> **Passage given**:
## start
All of lore.kernel.org
 help / color / mirror / Atom feed
From: shankerd@codeaurora.org (Shanker Donthineni)
To: linux-arm-kernel@lists.infradead.org
Subject: [PATCH V3 2/2] irqchip/gicv3-its: Implement two-level(indirect) device table support
Date: Mon,  9 May 2016 15:58:26 -0500	[thread overview]
Message-ID: <1462827506-23570-3-git-send-email-shankerd@codeaurora.org> (raw)
In-Reply-To: <1462827506-23570-1-git-send-email-shankerd@codeaurora.org>

Since device IDs are extremely sparse, the single, a.k.a flat table is
not sufficient for the following two reasons.

1) According to ARM-GIC spec, ITS hw can access maximum of 256(pages)*
   64K(pageszie) bytes. In the best case, it supports upto DEVid=21
   sparse with minimum device table entry size 8bytes.

2) The maximum memory size that is possible without memblock depends on
   MAX_ORDER. 4MB on 4K page size kernel with default MAX_ORDER, so it
   supports DEVid range 19bits.

The two-level device table feature brings us two advantages, the first
is a very high possibility of supporting upto 32bit sparse, and the
second one is the best utilization of memory allocation.

The feature is enabled automatically during driver probe if a single
ITS page is not adequate for flat table and the hardware is capable
of two-level table walk.

Signed-off-by: Shanker Donthineni <shankerd@codeaurora.org>
---

Changes since v2:
  Fixed a porting bug device 'id' validation check in its_alloc_device_table()

Changes since v1:
  Most of this patch has been rewritten after refactoring its_alloc_tables().
  Always enable device two-level if the memory requirement is more than PAGE_SIZE.
  Fixed the coding bug that breaks on the BE machine.
  Edited the commit text.

 drivers/irqchip/irq-gic-v3-its.c | 97 +++++++++++++++++++++++++++++++++-------
 1 file changed, 80 insertions(+), 17 deletions(-)

diff --git a/drivers/irqchip/irq-gic-v3-its.c b/drivers/irqchip/irq-gic-v3-its.c
index b23e00c..60a1060 100644
--- a/drivers/irqchip/irq-gic-v3-its.c
+++ b/drivers/irqchip/irq-gic-v3-its.c
@@ -938,6 +938,18 @@ retry_baser:
 	return 0;
 }
 
+/**
+ * Find out whether an implemented baser register supports a single, flat table
+ * or a two-level table by reading bit offset at '62' after writing '1' to it.
## end
> **Brief**: According to the ITS device table patch above, when is the two-level device table feature enabled automatically?

> **Source material**:
## start
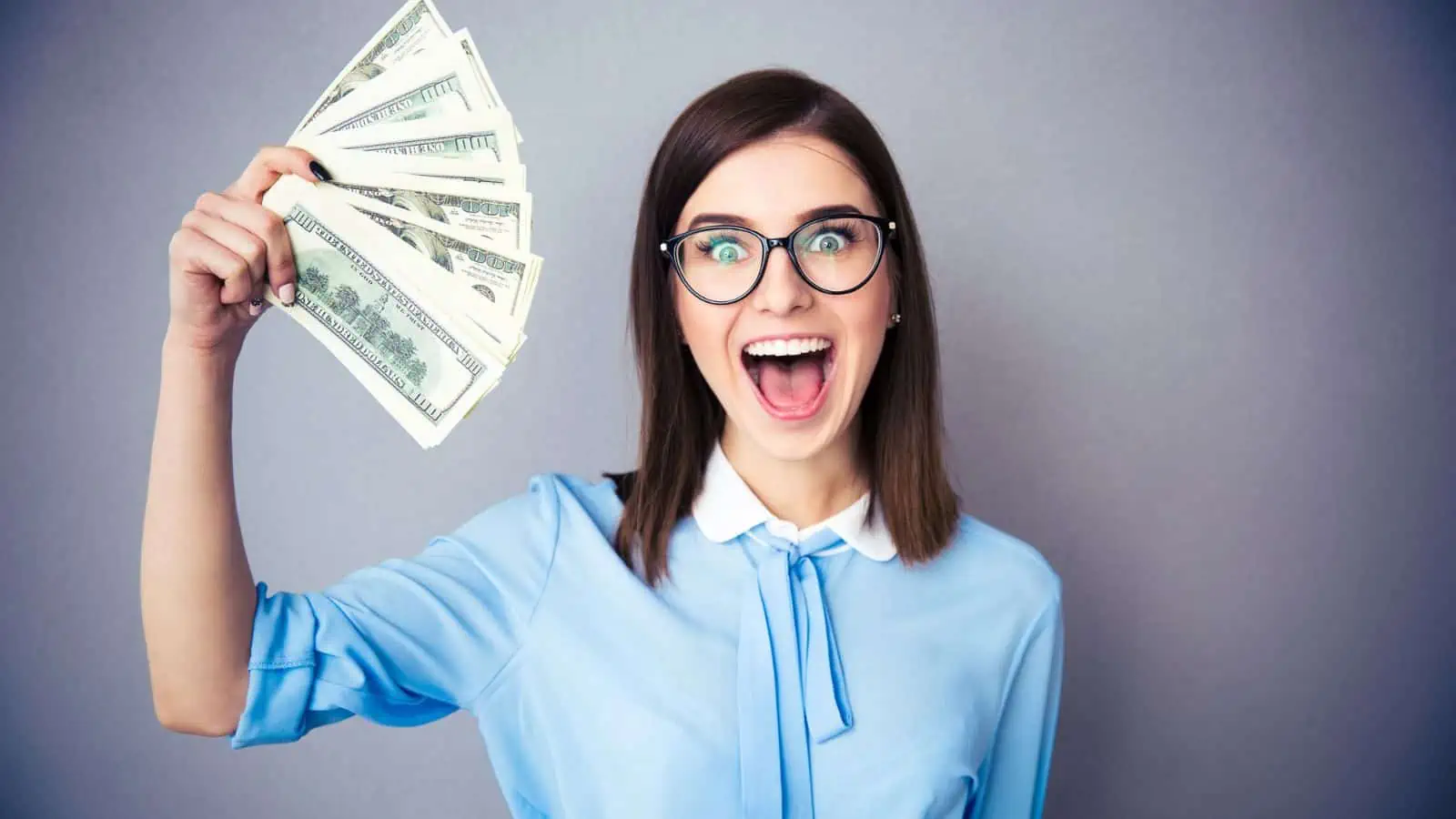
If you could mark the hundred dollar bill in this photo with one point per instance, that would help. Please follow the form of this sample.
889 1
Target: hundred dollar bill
## end
> **Correct output**: During driver probe, if a single ITS page is not adequate for a flat table and the hardware is capable of a two-level table walk.